Texte source =

########################################

Célèbre pour ses affiches-cinéma et ses banderoles électorales, Mohamad Khamis est un maître de la calligraphie qu’il a acquise de père en fils. La qualité de son travail lui a valu plusieurs commandes présidentielles et des affaires florissantes.

L’artisan s’affiche

Banderoles et pancartes suspendues sur des poteaux et des fils tendus dans l’atelier. Pots de peinture et pinceaux laissés par-ci, par-là. Traces de peinture partout sur le sol et sur les murs. L’atelier de Mohamad Khamis, « Al-Saghr » comme on l’appelle, est plein à craquer. L’étroitesse des locaux amène le calligraphe et ses assistants à occuper tout l’espace en face de l’atelier. Poser les pieds dans l’atelier requiert une attention particulière. On peut à tout moment renverser un pot de peinture ou marcher sur un outil de travail.

Depuis des semaines, une ambiance inhabituelle règne sur le lieu, situé au centre-ville, à deux pas de la place Tahrir. Car depuis le début de la campagne présidentielle, les affaires d’Al-Saghr sont de plus en plus florissantes.

Dans un coin, avec son seul ordinateur, Khamis fabrique ses affiches électorales. « Militants et équipes de diverses campagnes semblent prêts à tout pour recueillir les voix des électeurs à presque un mois des premières présidentielles libres en Egypte », indique Mohamad Khamis, calligraphe expert des campagnes électorales. Depuis 4 générations, sa famille travaille dans les campagnes électorales, les affiches de cinéma, les décors de pièces de théâtre, la peinture de façades de bâtiments. La famille Khamis fait en effet partie des calligraphes propagandistes depuis 1930. Selon Khamis, communiquer, c’est partir du réel. « Il s’agit de vendre un personnage, et surtout une idée », avoue-t-il. Et d’ajouter : « Cette année, plusieurs candidats aspirent aux présidentielles.  Outre la bataille idéologique et politique, il y a toujours celle de l’image. Quand le financement manque, il y a toujours le papier, le crayon et les affiches ».

########################################

Entrées des données =

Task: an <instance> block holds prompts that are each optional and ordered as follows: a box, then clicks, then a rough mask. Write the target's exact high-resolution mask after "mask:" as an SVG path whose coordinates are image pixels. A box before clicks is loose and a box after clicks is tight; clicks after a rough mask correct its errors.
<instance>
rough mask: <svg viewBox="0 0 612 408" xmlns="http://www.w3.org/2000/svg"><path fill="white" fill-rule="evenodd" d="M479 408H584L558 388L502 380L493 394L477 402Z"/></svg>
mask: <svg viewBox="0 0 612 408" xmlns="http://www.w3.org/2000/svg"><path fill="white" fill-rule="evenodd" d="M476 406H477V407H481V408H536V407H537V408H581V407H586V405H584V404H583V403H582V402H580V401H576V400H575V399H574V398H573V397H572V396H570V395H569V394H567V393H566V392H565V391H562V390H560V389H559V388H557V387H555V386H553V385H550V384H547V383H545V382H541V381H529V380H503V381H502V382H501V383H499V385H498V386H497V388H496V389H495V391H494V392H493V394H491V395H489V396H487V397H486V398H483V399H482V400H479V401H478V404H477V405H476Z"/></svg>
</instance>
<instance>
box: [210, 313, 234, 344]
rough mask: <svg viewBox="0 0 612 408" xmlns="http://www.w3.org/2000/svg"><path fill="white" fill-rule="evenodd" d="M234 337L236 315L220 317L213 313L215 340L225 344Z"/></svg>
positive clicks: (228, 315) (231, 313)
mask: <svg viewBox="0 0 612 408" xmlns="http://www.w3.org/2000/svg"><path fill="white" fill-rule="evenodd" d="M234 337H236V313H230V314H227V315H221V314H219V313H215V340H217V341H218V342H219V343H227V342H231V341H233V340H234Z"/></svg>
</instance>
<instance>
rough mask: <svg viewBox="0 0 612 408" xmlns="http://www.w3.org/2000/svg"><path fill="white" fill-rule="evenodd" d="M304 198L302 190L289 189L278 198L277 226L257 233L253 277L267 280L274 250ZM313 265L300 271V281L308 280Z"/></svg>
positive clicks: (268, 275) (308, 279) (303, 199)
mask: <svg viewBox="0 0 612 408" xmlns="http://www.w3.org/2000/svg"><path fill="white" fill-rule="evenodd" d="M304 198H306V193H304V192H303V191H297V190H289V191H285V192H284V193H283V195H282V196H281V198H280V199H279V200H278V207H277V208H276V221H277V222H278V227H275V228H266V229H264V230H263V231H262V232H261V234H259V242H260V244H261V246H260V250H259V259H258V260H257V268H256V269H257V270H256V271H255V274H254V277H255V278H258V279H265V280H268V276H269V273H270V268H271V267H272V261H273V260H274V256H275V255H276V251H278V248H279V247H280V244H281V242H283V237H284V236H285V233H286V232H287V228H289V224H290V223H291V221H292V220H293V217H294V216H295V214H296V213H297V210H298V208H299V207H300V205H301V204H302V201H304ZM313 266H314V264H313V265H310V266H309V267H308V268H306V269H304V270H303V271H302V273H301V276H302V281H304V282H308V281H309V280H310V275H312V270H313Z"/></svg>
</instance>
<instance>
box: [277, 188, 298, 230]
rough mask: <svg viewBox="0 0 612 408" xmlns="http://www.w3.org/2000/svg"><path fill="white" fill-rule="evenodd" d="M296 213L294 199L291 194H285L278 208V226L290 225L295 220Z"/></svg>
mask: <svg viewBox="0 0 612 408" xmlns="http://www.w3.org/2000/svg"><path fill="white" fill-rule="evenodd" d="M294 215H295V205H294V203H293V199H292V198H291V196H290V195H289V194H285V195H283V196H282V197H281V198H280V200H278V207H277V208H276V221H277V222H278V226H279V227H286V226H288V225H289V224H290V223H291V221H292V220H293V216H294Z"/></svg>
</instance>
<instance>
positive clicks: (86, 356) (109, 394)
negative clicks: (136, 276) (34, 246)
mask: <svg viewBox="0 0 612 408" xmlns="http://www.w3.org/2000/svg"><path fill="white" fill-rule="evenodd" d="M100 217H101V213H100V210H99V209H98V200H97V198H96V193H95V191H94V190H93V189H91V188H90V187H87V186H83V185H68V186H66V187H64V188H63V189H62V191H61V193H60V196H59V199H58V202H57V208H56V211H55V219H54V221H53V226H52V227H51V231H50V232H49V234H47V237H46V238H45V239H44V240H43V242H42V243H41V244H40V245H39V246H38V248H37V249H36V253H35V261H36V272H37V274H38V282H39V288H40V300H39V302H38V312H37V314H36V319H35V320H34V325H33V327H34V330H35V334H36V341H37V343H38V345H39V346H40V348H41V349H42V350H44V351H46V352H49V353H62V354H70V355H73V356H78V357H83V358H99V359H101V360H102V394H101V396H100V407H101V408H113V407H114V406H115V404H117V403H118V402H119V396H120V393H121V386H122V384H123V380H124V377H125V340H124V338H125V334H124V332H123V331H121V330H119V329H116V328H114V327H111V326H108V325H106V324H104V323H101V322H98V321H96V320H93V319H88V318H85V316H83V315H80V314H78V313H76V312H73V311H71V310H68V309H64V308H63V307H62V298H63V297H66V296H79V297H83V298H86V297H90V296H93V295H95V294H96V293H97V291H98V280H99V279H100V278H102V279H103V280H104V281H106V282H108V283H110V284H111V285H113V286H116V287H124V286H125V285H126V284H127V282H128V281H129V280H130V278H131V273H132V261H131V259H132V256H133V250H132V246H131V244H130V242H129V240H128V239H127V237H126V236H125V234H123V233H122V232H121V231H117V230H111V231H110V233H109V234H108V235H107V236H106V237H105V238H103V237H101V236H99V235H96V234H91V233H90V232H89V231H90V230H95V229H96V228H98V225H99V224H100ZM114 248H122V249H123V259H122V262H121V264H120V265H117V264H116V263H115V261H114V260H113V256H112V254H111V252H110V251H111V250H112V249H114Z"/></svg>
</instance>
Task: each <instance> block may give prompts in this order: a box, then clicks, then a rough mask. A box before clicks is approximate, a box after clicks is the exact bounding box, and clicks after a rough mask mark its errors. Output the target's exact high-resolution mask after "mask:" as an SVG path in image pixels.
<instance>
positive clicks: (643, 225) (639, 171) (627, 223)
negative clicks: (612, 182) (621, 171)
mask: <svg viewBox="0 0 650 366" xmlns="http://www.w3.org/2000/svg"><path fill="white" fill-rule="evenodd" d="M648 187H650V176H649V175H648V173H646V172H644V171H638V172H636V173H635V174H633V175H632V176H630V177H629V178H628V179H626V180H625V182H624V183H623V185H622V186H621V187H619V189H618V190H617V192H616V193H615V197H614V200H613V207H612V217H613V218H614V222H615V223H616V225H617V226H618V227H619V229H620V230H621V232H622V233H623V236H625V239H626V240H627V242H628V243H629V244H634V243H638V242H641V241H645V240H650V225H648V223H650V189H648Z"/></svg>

########################################

Consignes de l'exercice =
A) Recopiez à l'identique le passage de l'article consacré à Mohamad Khamis qui va de « L’artisan s’affiche » jusqu'à « outil de travail. ».
B) Traduisez en anglais cette phrase de l'article consacré à Mohamad Khamis : « La famille Khamis fait en effet partie des calligraphes propagandistes depuis 1930. »
C) Où se trouve l'atelier de Mohamad Khamis d'après l'article qui lui est consacré ?
Appuyez-vous uniquement sur l'article consacré à Mohamad Khamis.

Solutions dans l'ordre =
A)
L’artisan s’affiche

Banderoles et pancartes suspendues sur des poteaux et des fils tendus dans l’atelier. Pots de peinture et pinceaux laissés par-ci, par-là. Traces de peinture partout sur le sol et sur les murs. L’atelier de Mohamad Khamis, « Al-Saghr » comme on l’appelle, est plein à craquer. L’étroitesse des locaux amène le calligraphe et ses assistants à occuper tout l’espace en face de l’atelier. Poser les pieds dans l’atelier requiert une attention particulière. On peut à tout moment renverser un pot de peinture ou marcher sur un outil de travail.

B) The Khamis family has indeed been among the propagandist calligraphers since 1930.

C) Au centre-ville, à deux pas de la place Tahrir.